- **Problem to work on**:
Keep only the lines that hold the string "point", filtering out the rest of the entries below.

- **Records**:
============
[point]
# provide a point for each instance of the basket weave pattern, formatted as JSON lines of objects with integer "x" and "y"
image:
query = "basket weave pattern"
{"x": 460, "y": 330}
============
- **Answer box**:
[point]
# provide a point for each instance of the basket weave pattern, formatted as JSON lines of objects with integer "x" and "y"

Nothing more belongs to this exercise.